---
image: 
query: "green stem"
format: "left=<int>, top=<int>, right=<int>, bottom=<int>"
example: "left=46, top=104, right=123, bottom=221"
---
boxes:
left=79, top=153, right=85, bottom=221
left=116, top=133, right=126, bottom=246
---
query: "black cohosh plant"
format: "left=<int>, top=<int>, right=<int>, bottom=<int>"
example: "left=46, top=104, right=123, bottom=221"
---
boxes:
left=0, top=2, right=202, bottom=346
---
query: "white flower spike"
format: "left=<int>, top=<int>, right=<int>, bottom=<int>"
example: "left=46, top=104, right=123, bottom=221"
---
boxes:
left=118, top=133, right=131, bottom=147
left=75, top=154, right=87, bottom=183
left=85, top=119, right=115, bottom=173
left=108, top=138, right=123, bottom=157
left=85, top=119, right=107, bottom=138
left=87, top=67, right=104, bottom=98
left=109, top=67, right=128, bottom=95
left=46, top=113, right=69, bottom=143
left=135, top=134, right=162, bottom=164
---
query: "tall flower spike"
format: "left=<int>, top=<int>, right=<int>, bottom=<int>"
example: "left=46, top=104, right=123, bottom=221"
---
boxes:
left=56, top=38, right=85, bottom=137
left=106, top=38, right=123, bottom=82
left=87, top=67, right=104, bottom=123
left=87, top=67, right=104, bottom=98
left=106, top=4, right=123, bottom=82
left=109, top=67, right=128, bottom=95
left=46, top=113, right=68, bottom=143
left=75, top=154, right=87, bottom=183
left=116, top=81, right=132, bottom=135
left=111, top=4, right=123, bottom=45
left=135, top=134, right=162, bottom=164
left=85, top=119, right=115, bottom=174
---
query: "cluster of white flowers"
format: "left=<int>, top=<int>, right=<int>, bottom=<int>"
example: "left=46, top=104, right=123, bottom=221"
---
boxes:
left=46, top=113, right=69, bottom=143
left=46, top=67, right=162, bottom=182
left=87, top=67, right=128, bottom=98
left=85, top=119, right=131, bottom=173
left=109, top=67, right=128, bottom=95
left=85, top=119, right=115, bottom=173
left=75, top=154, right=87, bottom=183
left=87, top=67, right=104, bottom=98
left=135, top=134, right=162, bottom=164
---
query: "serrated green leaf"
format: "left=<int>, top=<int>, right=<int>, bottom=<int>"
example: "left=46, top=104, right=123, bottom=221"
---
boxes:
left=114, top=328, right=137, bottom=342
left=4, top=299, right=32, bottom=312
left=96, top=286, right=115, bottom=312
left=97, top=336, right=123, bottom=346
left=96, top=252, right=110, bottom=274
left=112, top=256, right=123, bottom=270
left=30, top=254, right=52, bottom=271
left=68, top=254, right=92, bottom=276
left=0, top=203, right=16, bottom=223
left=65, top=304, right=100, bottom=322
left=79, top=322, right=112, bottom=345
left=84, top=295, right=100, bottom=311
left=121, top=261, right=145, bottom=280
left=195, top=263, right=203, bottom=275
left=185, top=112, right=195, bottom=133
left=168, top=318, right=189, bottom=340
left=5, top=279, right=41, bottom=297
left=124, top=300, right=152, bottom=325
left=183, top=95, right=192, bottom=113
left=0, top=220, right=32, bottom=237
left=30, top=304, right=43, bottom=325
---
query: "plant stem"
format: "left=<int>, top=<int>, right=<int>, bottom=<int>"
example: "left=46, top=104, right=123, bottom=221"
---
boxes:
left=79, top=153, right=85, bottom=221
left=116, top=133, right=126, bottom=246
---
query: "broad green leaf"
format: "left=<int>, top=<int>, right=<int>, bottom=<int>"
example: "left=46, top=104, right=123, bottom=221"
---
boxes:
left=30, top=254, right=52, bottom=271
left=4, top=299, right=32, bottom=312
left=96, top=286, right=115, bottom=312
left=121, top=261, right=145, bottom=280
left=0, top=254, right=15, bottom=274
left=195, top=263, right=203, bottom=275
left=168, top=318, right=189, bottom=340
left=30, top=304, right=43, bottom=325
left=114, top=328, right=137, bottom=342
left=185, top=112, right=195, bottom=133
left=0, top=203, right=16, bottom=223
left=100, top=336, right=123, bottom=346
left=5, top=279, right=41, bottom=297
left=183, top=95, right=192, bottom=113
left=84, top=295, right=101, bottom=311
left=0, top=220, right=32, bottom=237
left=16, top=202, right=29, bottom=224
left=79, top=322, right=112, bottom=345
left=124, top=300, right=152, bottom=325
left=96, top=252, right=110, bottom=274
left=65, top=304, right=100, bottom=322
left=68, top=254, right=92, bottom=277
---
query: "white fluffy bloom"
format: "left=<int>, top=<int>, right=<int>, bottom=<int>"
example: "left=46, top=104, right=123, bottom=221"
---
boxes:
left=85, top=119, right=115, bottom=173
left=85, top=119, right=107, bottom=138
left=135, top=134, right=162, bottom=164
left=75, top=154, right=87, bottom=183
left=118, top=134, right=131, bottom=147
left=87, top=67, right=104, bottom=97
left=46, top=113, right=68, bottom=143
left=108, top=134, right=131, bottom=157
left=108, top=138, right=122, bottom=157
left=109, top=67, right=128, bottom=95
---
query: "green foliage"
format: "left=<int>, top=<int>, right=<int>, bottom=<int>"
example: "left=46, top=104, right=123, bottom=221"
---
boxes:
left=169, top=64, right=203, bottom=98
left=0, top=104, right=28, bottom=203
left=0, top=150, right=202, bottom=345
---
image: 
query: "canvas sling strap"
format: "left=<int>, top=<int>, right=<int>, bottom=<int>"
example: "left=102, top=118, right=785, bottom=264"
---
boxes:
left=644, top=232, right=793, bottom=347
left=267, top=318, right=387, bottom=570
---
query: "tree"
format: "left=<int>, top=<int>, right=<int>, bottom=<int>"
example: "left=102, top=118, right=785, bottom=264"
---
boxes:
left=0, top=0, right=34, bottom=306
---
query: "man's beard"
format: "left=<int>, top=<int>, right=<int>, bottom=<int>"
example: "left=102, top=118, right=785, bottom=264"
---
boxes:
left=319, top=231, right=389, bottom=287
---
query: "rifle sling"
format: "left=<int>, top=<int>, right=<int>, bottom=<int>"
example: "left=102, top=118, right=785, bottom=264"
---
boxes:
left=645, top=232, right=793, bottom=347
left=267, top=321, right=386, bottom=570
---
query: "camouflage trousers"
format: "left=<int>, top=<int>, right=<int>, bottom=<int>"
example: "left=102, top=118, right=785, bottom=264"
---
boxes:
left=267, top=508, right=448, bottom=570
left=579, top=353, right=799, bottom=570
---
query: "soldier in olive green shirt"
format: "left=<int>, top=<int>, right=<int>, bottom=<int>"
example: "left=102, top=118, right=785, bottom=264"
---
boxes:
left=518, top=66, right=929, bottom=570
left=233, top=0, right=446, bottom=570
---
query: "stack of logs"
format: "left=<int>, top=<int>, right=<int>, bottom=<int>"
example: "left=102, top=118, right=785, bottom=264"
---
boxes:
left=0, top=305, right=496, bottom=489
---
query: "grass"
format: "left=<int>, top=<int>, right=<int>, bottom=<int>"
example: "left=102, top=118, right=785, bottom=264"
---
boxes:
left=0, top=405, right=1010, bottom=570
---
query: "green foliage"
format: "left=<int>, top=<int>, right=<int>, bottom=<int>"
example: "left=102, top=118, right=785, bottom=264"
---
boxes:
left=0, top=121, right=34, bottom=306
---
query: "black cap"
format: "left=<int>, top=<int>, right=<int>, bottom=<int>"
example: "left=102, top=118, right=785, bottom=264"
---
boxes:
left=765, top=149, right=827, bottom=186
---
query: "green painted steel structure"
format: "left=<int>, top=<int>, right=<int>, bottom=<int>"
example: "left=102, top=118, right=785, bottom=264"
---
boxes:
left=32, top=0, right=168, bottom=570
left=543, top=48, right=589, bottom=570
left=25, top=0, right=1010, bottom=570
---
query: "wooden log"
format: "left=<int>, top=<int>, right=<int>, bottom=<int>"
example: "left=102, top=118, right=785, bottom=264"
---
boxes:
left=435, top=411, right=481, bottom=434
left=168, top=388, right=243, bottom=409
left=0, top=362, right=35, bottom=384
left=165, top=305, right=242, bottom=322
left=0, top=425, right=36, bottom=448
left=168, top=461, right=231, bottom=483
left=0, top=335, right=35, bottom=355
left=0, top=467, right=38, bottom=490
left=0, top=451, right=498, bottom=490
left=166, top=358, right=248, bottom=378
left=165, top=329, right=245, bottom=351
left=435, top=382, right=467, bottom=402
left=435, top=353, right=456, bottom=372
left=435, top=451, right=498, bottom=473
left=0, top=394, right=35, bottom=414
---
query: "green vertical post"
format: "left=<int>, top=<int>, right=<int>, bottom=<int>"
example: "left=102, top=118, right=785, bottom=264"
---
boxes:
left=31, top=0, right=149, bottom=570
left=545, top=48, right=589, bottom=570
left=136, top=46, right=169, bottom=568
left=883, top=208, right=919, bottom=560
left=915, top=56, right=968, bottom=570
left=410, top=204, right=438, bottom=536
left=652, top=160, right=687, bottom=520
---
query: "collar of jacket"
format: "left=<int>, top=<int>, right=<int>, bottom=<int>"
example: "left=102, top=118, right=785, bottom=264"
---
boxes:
__________________________________________________
Copy the material from its first line through the line that contains "left=0, top=2, right=202, bottom=346", including both of those lines, and keep every line unchanged.

→ **EXPECTED ANSWER**
---
image: 
query: "green stem"
format: "left=<int>, top=<int>, right=<int>, bottom=<int>"
example: "left=46, top=104, right=123, bottom=221"
---
boxes:
left=79, top=153, right=85, bottom=221
left=116, top=133, right=126, bottom=246
---
query: "black cohosh plant"
format: "left=<int>, top=<int>, right=<int>, bottom=<int>"
example: "left=46, top=104, right=123, bottom=221"
---
boxes:
left=0, top=2, right=202, bottom=346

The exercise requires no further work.